Despite prevalent cultural assumptions about female sexuality, the recent spate of tragic deaths has pushed Egypt towards reconsidering its stance on FGM. In 2008, the procedure became criminalized after the death of 12-year-old Badour Shakour. At the time, the Egyptian parliament passed a law that criminalized FGM, stipulating a fine of up to $900 and a prison sentence of up to two years if a doctor was caught administering the procedure. However, the country has been lax in implementing this plan. Just last year, more than five years after FGM was outlawed, Dr. Raslan Fadl was the first doctor to be prosecuted on manslaughter charges in an FGM case after 13-year-old Shuair al-Bata’a died in his care.
To the surprise of many Egyptians—and the disappointment of anti-FGM campaigners, who hoped the landmark case would change the practice—Fadl was acquitted, and released with a fine.
With little oversight, the practice remains widespread—an estimated 91 percent of married Egyptian women between the ages of 15 and 49 have been subjected to some form of the practice, according to The Guardian. The deaths that occur as a result of the procedure are frequently either not reported or covered up. During his trial, Dr. Fadl repeatedly insisted that he was treating Shuair al-Bata’a for genital warts—not mutilating her—when she died. Other doctors blamed an overdose of anesthesia or an underlying health complication, such as an allergy or stroke, for killing the girls, as opposed to the blood loss from the mutilation itself.
Still, if progress could be made in eradicating female genital mutilation in Egypt, it would represent an enormous leap forward in ending the practice globally. Despite FGM being a common procedure throughout Africa and Southeast Asia, its popularity in Egypt makes that country a focal point for anti-FGM campaigners.
“If we were able to eradicate FGM in Egypt, we could get rid of one-fourth of the cases worldwide,” Jaime Nadal, the UN Population Fund’s representative in Cairo told the Guardian.
One hope for this is greater investigation into the deaths as they happen. The hospital where Manal Moussa had her operation—and died—has been closed, and, as of this writing, the two doctors who performed the operation, as well as the head of the hospital, are under investigation.

WHAT TO DO:
1/ From the passage on FGM in Egypt, output the stretch from "Despite prevalent cultural" through "in his care.".
2/ Answer these questions using the passage on FGM in Egypt.
(a) In what year did FGM become criminalized in Egypt?
(b) According to The Guardian, what share of married Egyptian women between 15 and 49 have been subjected to some form of the practice?
(c) What position did Jaime Nadal hold?
These rows play no part in this work.

Region pointing data
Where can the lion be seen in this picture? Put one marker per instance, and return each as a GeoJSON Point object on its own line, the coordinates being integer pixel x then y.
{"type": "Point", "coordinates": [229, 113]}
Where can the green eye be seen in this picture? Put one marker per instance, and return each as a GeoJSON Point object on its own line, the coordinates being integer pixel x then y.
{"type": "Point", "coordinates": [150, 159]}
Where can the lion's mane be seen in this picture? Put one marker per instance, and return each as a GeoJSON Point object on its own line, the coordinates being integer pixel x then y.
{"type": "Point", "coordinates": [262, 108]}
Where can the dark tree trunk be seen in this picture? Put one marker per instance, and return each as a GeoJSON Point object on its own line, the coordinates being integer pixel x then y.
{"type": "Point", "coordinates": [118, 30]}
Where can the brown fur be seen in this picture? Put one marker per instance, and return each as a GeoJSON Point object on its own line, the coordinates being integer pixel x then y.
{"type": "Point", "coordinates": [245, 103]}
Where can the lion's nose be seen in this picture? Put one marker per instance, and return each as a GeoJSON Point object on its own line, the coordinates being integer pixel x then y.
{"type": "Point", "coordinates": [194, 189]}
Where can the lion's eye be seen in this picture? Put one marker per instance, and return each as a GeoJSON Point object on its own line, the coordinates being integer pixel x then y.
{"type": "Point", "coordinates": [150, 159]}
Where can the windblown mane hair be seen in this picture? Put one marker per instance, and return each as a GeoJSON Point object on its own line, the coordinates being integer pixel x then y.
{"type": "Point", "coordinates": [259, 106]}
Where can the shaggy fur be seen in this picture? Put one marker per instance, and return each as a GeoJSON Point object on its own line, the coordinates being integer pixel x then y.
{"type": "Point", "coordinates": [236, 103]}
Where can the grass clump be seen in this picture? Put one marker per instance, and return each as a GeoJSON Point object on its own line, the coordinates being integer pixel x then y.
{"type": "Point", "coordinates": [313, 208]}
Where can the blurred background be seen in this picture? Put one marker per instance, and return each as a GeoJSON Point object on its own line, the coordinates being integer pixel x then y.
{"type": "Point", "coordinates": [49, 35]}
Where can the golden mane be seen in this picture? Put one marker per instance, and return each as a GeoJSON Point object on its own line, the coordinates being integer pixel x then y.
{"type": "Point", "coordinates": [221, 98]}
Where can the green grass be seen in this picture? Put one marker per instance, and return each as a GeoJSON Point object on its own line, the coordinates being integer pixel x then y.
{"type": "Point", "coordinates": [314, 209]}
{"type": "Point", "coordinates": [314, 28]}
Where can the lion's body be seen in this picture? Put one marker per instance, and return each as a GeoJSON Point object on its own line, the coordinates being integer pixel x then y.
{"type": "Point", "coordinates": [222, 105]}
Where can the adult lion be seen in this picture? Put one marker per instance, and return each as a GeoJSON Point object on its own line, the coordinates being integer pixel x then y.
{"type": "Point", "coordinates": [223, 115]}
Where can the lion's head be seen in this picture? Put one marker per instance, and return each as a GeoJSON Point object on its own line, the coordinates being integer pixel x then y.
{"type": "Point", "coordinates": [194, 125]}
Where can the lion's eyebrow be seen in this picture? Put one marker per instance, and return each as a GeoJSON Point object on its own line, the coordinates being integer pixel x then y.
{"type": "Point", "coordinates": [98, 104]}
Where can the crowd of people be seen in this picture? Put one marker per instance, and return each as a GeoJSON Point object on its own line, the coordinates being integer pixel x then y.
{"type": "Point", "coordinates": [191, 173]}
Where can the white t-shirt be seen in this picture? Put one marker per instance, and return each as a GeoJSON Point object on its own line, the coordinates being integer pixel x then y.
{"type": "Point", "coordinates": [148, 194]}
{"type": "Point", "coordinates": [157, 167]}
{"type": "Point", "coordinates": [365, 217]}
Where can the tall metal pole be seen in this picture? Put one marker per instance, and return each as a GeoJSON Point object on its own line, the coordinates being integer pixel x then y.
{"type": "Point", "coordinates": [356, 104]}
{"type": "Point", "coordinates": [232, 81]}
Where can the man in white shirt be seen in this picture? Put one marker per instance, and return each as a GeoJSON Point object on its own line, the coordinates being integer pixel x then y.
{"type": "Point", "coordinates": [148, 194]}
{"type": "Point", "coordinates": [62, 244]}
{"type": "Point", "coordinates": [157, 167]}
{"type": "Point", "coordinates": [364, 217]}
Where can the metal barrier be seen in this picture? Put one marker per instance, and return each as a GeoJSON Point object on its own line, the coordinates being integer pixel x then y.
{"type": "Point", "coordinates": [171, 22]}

ANSWERS BY ITEM NUMBER:
1/
Despite prevalent cultural assumptions about female sexuality, the recent spate of tragic deaths has pushed Egypt towards reconsidering its stance on FGM. In 2008, the procedure became criminalized after the death of 12-year-old Badour Shakour. At the time, the Egyptian parliament passed a law that criminalized FGM, stipulating a fine of up to $900 and a prison sentence of up to two years if a doctor was caught administering the procedure. However, the country has been lax in implementing this plan. Just last year, more than five years after FGM was outlawed, Dr. Raslan Fadl was the first doctor to be prosecuted on manslaughter charges in an FGM case after 13-year-old Shuair al-Bata’a died in his care.

2/
(a) 2008
(b) An estimated 91 percent
(c) He was the UN Population Fund's representative in Cairo.